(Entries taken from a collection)
○ ○ ○ ○ ○

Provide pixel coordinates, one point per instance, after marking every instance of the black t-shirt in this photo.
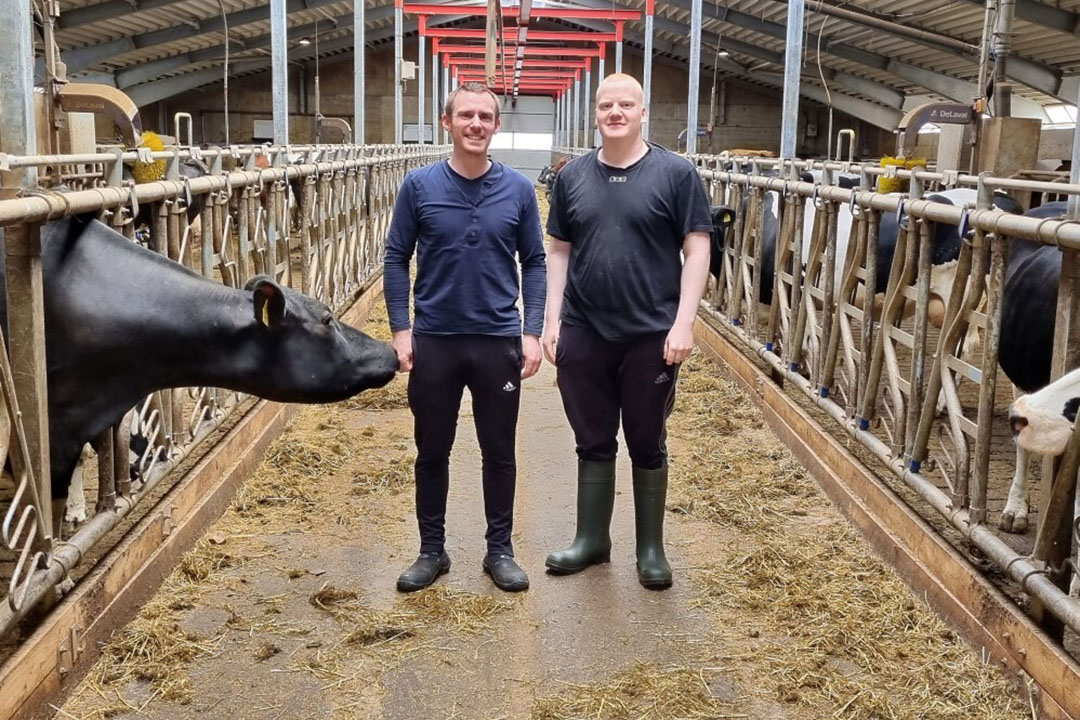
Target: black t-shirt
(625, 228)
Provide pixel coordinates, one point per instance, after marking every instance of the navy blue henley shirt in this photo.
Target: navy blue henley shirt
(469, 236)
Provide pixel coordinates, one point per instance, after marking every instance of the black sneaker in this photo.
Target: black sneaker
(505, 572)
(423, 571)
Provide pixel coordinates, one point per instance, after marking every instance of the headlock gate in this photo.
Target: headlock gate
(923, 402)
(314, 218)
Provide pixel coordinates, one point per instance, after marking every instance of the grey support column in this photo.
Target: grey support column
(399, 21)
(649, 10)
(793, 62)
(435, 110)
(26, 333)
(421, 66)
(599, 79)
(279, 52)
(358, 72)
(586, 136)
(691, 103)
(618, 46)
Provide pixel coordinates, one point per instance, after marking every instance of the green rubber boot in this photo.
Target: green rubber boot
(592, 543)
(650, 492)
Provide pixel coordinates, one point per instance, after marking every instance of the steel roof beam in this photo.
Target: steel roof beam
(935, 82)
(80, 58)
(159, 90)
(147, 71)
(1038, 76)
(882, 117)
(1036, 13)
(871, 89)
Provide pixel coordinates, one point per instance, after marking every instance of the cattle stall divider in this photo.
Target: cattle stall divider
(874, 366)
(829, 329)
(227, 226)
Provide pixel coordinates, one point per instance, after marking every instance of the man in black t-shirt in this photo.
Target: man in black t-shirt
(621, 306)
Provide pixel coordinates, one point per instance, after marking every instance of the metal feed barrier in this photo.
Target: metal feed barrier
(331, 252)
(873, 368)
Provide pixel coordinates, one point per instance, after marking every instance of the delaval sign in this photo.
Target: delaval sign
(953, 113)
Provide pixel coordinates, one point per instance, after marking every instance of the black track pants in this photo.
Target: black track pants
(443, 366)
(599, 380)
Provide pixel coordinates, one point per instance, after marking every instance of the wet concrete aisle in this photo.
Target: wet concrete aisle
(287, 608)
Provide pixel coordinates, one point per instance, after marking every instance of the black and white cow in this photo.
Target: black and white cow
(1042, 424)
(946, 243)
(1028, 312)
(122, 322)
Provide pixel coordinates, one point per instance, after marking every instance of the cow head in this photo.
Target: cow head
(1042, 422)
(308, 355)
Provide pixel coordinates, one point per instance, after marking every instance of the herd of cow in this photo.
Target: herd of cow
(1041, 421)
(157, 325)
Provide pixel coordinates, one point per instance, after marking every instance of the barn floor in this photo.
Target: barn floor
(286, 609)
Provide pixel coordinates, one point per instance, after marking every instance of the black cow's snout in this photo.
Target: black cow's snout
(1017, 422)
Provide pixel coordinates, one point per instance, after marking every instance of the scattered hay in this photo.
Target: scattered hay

○ ○ ○ ○ ○

Make an exact copy of the data above, pictures excluded.

Provide pixel coordinates, one point per instance, after marking every instance of the black t-shirt in this photo.
Target: black t-shirt
(625, 228)
Provide pixel coordinates, one point per instance, after marking every instance of the navy blue henley shirt in this photo.
Target: navy blue henley shirt
(469, 236)
Provide pixel coordinates, one point per instance, after marking every instance of the black sneaker in this photo.
Target: black sneaker
(505, 572)
(423, 571)
Provide pixel coordinates, one point per instance, after marking every instance of the headlock gate in this photo.
Target: headlock gate
(923, 402)
(314, 218)
Provide pixel coordinates, one point per instance, after marking every instance of the grey support column in this photo.
Target: grey support column
(399, 21)
(649, 10)
(793, 62)
(435, 110)
(26, 333)
(421, 66)
(599, 79)
(279, 52)
(358, 72)
(586, 136)
(691, 103)
(618, 46)
Provide pixel coordinates, one point per instance, after marking every instance of the green rubber boot in this photo.
Target: green rubber boot
(592, 543)
(650, 492)
Provide pixel coordinates, one point per instance, after marking every instance of the steel roof beam in this photo.
Target: steel roof beam
(935, 82)
(80, 58)
(159, 90)
(147, 71)
(1038, 76)
(882, 117)
(1036, 13)
(871, 89)
Provide pixel coordinates, one point per instance, after marking every instance of the cattle stall divider in this photo.
Target: cattle stall divider
(874, 366)
(829, 329)
(227, 226)
Provide pixel coordinates, one point per instance, after marking every instance of the man in black t-shirt in this photo.
Target: man in black t-shirt
(621, 306)
Provide pixel coordinates, one point per instance, after marking every instance of the metal feed barrier in this photo.
Target: metal feed barrier
(331, 252)
(873, 368)
Provide pixel coordinates, one point per instance, after marking every instance of the delaval sign in this photo.
Target: delaval sign
(953, 113)
Provide pixel coordinates, one point per instance, after marking every instance of the black track pants in this photo.
Target: black track pants
(443, 366)
(599, 380)
Provide pixel coordinates, one point per instance, after marking every instance of the wet concrete aisle in this photo.
Target: wet concrete aisle
(287, 608)
Provide pixel coordinates, one point per instance, after marking every instance of the black and white cow in this photo.
Target: black and white cow
(1042, 424)
(946, 243)
(1028, 312)
(122, 322)
Provide pixel coordinates, one point per instance, after marking every instance of the cow head in this photo.
Target: cow head
(1042, 422)
(308, 355)
Provide pixel coordinates, one point per instance, after marking every instance of the herd of cow in this photo.
Target: herd of cow
(1041, 421)
(157, 325)
Provide pixel coordinates, one point per instance, after marking every instance of the barn floor in this photo.
Target: barn floor
(286, 609)
Provide pixel coordinates, one point per instance, after marking every instance of the black cow's snout in this photo.
Target: black cow's snout
(1017, 422)
Provide pixel coordinates, one point per instance, after marking every instance of the scattered hay in this photo.
Target: scattered hay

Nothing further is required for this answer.